Start of Supplied data

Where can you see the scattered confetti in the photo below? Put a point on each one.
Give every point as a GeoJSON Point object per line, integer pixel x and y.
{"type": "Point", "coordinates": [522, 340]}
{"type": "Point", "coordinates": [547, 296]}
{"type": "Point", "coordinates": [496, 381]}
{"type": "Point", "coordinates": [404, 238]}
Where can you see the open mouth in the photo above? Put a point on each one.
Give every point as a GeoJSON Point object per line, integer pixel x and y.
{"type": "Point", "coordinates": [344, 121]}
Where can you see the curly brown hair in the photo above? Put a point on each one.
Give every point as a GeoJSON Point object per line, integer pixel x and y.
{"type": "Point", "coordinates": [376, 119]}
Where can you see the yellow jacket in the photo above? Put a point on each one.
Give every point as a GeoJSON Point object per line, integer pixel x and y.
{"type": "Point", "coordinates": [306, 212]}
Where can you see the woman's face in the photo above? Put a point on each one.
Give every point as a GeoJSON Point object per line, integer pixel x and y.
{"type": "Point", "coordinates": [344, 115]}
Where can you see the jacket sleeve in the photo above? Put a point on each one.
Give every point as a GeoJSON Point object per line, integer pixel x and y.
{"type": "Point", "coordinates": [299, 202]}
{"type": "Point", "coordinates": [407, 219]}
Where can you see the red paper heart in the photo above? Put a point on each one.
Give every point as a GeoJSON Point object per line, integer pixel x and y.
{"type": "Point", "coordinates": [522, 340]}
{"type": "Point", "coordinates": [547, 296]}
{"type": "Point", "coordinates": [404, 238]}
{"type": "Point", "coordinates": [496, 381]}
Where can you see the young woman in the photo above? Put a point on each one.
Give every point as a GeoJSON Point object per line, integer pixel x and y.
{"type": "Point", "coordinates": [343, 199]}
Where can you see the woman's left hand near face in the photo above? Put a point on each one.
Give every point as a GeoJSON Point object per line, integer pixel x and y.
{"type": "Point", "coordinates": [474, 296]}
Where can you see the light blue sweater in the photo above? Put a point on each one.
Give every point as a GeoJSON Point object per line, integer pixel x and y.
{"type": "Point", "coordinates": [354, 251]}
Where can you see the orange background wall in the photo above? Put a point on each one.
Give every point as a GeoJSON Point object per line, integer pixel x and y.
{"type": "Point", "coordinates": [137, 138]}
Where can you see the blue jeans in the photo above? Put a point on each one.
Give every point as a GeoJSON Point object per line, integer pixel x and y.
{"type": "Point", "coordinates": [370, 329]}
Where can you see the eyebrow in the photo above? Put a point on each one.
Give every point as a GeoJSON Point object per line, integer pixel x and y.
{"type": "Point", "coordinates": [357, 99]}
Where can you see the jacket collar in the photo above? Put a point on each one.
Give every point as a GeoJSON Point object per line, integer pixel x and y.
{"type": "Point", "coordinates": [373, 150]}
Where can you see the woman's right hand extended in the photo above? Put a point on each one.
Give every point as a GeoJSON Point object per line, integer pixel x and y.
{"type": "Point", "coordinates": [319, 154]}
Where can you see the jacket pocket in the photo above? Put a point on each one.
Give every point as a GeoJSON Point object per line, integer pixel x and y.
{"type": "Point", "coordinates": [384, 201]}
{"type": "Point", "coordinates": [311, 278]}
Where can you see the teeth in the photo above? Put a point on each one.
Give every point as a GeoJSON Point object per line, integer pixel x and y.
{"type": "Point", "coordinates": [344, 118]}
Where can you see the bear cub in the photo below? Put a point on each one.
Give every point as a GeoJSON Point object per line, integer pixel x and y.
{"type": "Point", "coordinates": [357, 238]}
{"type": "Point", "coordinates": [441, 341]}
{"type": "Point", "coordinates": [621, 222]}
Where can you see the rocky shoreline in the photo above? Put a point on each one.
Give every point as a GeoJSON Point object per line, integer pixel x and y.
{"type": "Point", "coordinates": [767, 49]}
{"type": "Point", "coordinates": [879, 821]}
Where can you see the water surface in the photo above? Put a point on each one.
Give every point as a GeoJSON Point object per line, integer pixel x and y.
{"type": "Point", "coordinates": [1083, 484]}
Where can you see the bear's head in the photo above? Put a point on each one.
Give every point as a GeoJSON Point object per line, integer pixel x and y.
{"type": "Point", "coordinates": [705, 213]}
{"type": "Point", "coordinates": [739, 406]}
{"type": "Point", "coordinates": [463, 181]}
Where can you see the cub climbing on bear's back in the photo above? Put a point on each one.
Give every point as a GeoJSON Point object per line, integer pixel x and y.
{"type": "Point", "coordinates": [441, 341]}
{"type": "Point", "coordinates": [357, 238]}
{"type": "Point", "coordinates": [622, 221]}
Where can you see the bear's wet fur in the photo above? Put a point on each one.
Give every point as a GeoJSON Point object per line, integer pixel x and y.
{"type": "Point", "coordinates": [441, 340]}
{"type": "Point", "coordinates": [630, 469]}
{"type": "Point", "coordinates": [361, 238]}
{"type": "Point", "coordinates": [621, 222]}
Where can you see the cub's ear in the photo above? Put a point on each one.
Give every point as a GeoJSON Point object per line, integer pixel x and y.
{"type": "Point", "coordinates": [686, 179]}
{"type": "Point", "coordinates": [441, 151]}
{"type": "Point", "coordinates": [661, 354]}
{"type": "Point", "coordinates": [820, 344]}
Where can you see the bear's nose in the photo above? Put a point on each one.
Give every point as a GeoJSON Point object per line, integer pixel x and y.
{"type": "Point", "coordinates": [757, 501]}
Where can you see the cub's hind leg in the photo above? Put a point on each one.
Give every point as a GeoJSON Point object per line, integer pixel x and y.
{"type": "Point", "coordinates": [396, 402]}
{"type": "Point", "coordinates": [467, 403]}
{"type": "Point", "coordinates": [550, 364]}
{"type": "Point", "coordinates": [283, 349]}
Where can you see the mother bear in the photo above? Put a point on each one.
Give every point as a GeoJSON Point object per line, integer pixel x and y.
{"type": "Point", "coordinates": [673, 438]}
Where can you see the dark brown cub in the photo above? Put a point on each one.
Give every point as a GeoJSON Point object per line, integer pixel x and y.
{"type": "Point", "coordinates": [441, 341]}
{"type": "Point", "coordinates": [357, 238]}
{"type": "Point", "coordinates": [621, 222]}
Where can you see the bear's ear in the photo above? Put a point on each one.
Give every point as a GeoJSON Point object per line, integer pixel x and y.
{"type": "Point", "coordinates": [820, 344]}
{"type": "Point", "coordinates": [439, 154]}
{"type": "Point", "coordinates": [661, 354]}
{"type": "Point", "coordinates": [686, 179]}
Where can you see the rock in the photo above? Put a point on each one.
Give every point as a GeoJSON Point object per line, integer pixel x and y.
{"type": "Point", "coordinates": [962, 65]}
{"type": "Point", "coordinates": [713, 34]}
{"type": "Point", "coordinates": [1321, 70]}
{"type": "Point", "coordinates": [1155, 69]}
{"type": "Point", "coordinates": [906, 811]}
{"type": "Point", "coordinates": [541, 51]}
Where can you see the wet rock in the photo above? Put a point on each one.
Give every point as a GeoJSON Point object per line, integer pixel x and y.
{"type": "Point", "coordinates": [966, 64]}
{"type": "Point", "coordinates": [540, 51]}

End of Supplied data

# Directive:
Put every line of the records above into a numbered list, leaving out any blank lines.

# Task answer:
1. Where can you see the scattered confetti in the photo below? Put a point on each one.
2. Give every point as a GeoJSON Point object per line, integer pixel x and y.
3. {"type": "Point", "coordinates": [522, 340]}
4. {"type": "Point", "coordinates": [547, 296]}
5. {"type": "Point", "coordinates": [496, 381]}
6. {"type": "Point", "coordinates": [404, 238]}
7. Where can you see the open mouth in the photo above? Put a point on each one.
8. Give every point as a GeoJSON Point object per line, integer pixel x and y.
9. {"type": "Point", "coordinates": [344, 121]}
10. Where can you see the curly brown hair in the photo above? Put a point on each one.
11. Give every point as a GeoJSON Point object per line, integer pixel x and y.
12. {"type": "Point", "coordinates": [376, 119]}
13. Where can you see the yellow jacket in the photo above? Put a point on each one.
14. Give every point as a GeoJSON Point object per line, integer pixel x and y.
15. {"type": "Point", "coordinates": [306, 212]}
16. Where can you see the woman's face in the photo above? Put a point on each one.
17. Give every point as a GeoJSON Point object per line, integer pixel x and y.
18. {"type": "Point", "coordinates": [344, 115]}
19. Where can you see the jacket sleeve in the photo above? Put a point on each one.
20. Give every point as a GeoJSON Point object per line, integer pixel x and y.
21. {"type": "Point", "coordinates": [299, 202]}
22. {"type": "Point", "coordinates": [407, 219]}
23. Where can you see the red paper heart in the photo above? Put a point on each one.
24. Give every point as a GeoJSON Point object per line, integer pixel x and y.
25. {"type": "Point", "coordinates": [522, 340]}
26. {"type": "Point", "coordinates": [547, 296]}
27. {"type": "Point", "coordinates": [404, 238]}
28. {"type": "Point", "coordinates": [496, 381]}
29. Where can you see the young woman in the photo above? Put a point on each one.
30. Give every point as a GeoJSON Point object per line, integer pixel x and y.
31. {"type": "Point", "coordinates": [343, 199]}
32. Where can you see the woman's left hand near face in the photo above? Put a point on each one.
33. Give every point as a GeoJSON Point object per line, integer pixel x and y.
34. {"type": "Point", "coordinates": [474, 296]}
35. Where can you see the light blue sweater in the photo above? Put a point on each one.
36. Give every point as a GeoJSON Point object per line, integer pixel x and y.
37. {"type": "Point", "coordinates": [354, 251]}
38. Where can you see the orange background wall in the photo above? Put a point on each one.
39. Give every point as a GeoJSON Point object per line, integer pixel x and y.
40. {"type": "Point", "coordinates": [137, 138]}
41. Where can you see the blue jeans in the photo above? Put a point on each one.
42. Give every point as a GeoJSON Point object per line, integer pixel x and y.
43. {"type": "Point", "coordinates": [370, 329]}
44. Where can you see the eyebrow in the photo above? Put a point on each one.
45. Give every point as a GeoJSON Point object per line, integer pixel x and y.
46. {"type": "Point", "coordinates": [357, 99]}
47. Where can you see the jacket collar in the photo above? Put a point on each one.
48. Give every point as a GeoJSON Point object per line, integer pixel x and y.
49. {"type": "Point", "coordinates": [373, 150]}
50. Where can you see the woman's right hand extended in the photo above? Put a point on each one.
51. Give every point as a GeoJSON Point object per line, integer pixel x and y.
52. {"type": "Point", "coordinates": [319, 154]}
53. Where can you see the jacket pocket in the photo above? Put a point on each one.
54. Give every point as a GeoJSON Point object per line, integer pixel x and y.
55. {"type": "Point", "coordinates": [384, 201]}
56. {"type": "Point", "coordinates": [311, 278]}
57. Where can you see the teeth in the photo above? Put a point on each one.
58. Give every point as a GeoJSON Point object per line, integer pixel x and y.
59. {"type": "Point", "coordinates": [344, 118]}
60. Where can you see the bear cub in the photo below? Put a point on each one.
61. Give every point as a GeoJSON Point object per line, integer pixel x and y.
62. {"type": "Point", "coordinates": [357, 238]}
63. {"type": "Point", "coordinates": [441, 341]}
64. {"type": "Point", "coordinates": [621, 222]}
65. Where can you see the rocky shoreline in the photo above? Put a point on each one.
66. Give every point as a GeoJSON Point object per line, integer pixel x and y.
67. {"type": "Point", "coordinates": [767, 49]}
68. {"type": "Point", "coordinates": [879, 821]}
69. Where can you see the water surface in the photo above? Put a point on each one.
70. Give every point as a GeoJSON Point object per line, integer pixel x and y.
71. {"type": "Point", "coordinates": [1083, 484]}
72. Where can you see the bear's head in the photo above? Put a point on each one.
73. Give every point as a GeoJSON Point object per line, integer pixel x and y.
74. {"type": "Point", "coordinates": [705, 213]}
75. {"type": "Point", "coordinates": [739, 406]}
76. {"type": "Point", "coordinates": [463, 181]}
77. Where can you see the cub climbing on bear's back in the photo above? Put a point on each one.
78. Give every point as a GeoJSON Point object per line, integer pixel x and y.
79. {"type": "Point", "coordinates": [441, 341]}
80. {"type": "Point", "coordinates": [357, 238]}
81. {"type": "Point", "coordinates": [622, 221]}
82. Where can you see the bear's wet fur in the photo above? Put a point on each one.
83. Give every point as a GeoJSON Point object per line, integer pixel x and y.
84. {"type": "Point", "coordinates": [441, 340]}
85. {"type": "Point", "coordinates": [630, 469]}
86. {"type": "Point", "coordinates": [361, 238]}
87. {"type": "Point", "coordinates": [621, 222]}
88. Where can you see the cub's ear in the photo above? Put a point on each one.
89. Give every point as a GeoJSON Point object per line, integer pixel x and y.
90. {"type": "Point", "coordinates": [686, 179]}
91. {"type": "Point", "coordinates": [441, 151]}
92. {"type": "Point", "coordinates": [661, 354]}
93. {"type": "Point", "coordinates": [820, 344]}
94. Where can you see the bear's nose in the photo above? Put a point on each one.
95. Give every point as a GeoJSON Point object per line, integer pixel x and y.
96. {"type": "Point", "coordinates": [757, 501]}
97. Where can you see the cub's hind leg in the photo above? Put a point on each one.
98. Give every point as a GeoJSON Point object per line, integer pixel x and y.
99. {"type": "Point", "coordinates": [396, 402]}
100. {"type": "Point", "coordinates": [467, 403]}
101. {"type": "Point", "coordinates": [550, 364]}
102. {"type": "Point", "coordinates": [283, 349]}
103. Where can you see the mother bear in the photo above? Put a point on each one.
104. Give every point as a GeoJSON Point object per line, integer pixel x and y.
105. {"type": "Point", "coordinates": [673, 438]}
106. Where can you see the dark brown cub in the photo above? Put a point on each one.
107. Give every point as a GeoJSON Point object per line, integer pixel x and y.
108. {"type": "Point", "coordinates": [441, 341]}
109. {"type": "Point", "coordinates": [357, 238]}
110. {"type": "Point", "coordinates": [621, 222]}
111. Where can you see the bear's ear in the photo above? Put a point on each one.
112. Give every point as a GeoJSON Point object per line, integer pixel x and y.
113. {"type": "Point", "coordinates": [820, 344]}
114. {"type": "Point", "coordinates": [439, 154]}
115. {"type": "Point", "coordinates": [661, 354]}
116. {"type": "Point", "coordinates": [686, 179]}
117. Where can you see the rock in the photo above? Put a point on each one.
118. Give every point as a GeoJSON Point object per line, integer pixel x and y.
119. {"type": "Point", "coordinates": [962, 65]}
120. {"type": "Point", "coordinates": [713, 34]}
121. {"type": "Point", "coordinates": [1321, 70]}
122. {"type": "Point", "coordinates": [1155, 69]}
123. {"type": "Point", "coordinates": [906, 811]}
124. {"type": "Point", "coordinates": [541, 51]}
125. Where can you see the wet rock in the photo above? Put a point on each one.
126. Give every point as a GeoJSON Point object per line, integer pixel x and y.
127. {"type": "Point", "coordinates": [966, 64]}
128. {"type": "Point", "coordinates": [540, 51]}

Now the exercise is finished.